## CHALLENGES
A. Rewrite the stretch of the stropping guide from "Nothing mentioned in" through "what works best.", putting "shaver" in place of "stropper".
B. Extend the razor-stropping guide, picking up after its last sentence.

## DOCUMENT
Good stropping helps to keep the razor's edge in its optimal shave-ready condition. There are different kinds of strops and pastes that can be applied to strops for the purposes of helping keep a razor sharper longer. If you find that your razor dulls after just a few shaves, you may want to examine your stropping technique as a good strop should keep a good razor sharp for many shaves. You may also want to examine your strop and make sure it is in usable condition. Strops need to be properly maintained in order to achieve optimum results.

Nothing mentioned in this text is set in stone. Individual needs, habits, personal interests and many other things are variables which allow freedom for the stropper to trust his or her learning abilities and find what works best.

How often to strop.[edit | edit source]

This is an often discussed topic on SRP. As a basic starting point one could do about 40-60 laps before each shave on a plain leather strop of good quality. That should provide a good foundation for maintaining a razor edge for quite some time. Some add to that by doing 10-20 laps after their shaves as well. This will help remove soap, skin and moisture gathered on the edge that could potentially develop rust on your shaving edge. 

A lot of us will use a two-tier stropping regime in our daily care for our razors. Basically you do as above, but with the addition of a fabric strop before stropping on plain leather. Fabrics can be linen, webbed synthetic fabric, cotton, felt and many other varieties.

[Recorded data]

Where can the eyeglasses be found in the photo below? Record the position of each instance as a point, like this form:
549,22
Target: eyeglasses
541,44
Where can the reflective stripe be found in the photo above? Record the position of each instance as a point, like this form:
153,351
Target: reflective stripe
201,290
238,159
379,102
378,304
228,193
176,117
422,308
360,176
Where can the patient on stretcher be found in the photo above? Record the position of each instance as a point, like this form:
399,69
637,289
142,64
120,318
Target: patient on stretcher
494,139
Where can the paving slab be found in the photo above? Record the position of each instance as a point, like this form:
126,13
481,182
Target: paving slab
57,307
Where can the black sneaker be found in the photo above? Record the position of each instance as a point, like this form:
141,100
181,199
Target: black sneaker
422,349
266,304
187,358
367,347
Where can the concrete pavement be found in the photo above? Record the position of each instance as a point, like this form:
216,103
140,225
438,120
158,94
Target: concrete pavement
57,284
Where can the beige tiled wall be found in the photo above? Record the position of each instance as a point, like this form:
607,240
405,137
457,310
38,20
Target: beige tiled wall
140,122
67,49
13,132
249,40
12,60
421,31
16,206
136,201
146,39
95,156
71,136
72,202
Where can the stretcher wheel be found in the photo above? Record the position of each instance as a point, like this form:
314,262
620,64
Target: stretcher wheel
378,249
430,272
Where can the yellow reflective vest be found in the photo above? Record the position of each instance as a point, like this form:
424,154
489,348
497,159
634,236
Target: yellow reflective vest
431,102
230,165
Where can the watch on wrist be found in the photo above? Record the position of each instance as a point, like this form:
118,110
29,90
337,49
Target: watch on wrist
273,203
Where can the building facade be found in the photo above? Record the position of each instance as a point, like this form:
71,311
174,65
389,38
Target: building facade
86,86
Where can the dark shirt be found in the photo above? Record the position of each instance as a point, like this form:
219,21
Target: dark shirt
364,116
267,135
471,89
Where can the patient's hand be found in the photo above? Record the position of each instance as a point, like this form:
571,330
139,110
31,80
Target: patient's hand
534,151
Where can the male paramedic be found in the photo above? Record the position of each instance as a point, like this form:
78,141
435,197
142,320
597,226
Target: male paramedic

## RESPONSES FOR EACH TASK
A.
Nothing mentioned in this text is set in stone. Individual needs, habits, personal interests and many other things are variables which allow freedom for the shaver to trust his or her learning abilities and find what works best.

B.
The reason for using this two-tier system is that the slightly rougher/coarser material will provide a tad more metal removal and so keep the edge shave ready longer. Not all straight shavers subscribe to this and will use only a plain leather strop.

A basic stropping regime based on the two-tier system might look something like this: 20 laps on fabric followed by about 30-50 laps on plain leather before each shave. If one wants to do a stropping after the shave as well, about 10 laps on each material should be plenty to keep the razor clean and dry.

Why proper stropping is essential.[edit | edit source]

Proforma stropping info2.png
Jack La Lanne has a saying, "Exercise is king, nutrition is queen, put them together and you have a kingdom!"[1] Along the same lines "stropping is king, honing is queen."[2] Good honing and good stropping are both absolutely necessary for a good straight razor shave, but even a perfectly honed razor by the best expert will not make up for poor stropping technique.

Stropping helps keep a fine, shaving edge on a razor. The most commonly held understanding[3] [4] is that stropping knocks oxidation off a razor's edge, removes some metal from it, and realigns it.

Ergonomics[edit | edit source]

There are two basic considerations to make when stropping: How the strop will be secured in place and how the user will perform the stropping motions.

If these considerations are solid then stropping technique will be learned much more easily. It is important to make sure everything is in place and ready before beginning to strop.

Muscle memory is a factor in stropping. Therefore it is difficult to correct poor technique, and is worth it to take time and effort to learn it correctly from the start. Regarding muscle memory in martial arts there is a saying that one needs a thousand repetitions to learn something the right way but ten thousand repetitions to correct having learned it the wrong way.

Securing a strop[edit | edit source]

Be sure that your strop is properly secured to a stable, non-moving point i.e. not a door handle, arm of a chair, back rest of a chair, etc. (unless you have bolted or anchored it but I dare to doubt it). Pull the strop and make sure the attached end is stationary. If it moves around you will not achieve good results.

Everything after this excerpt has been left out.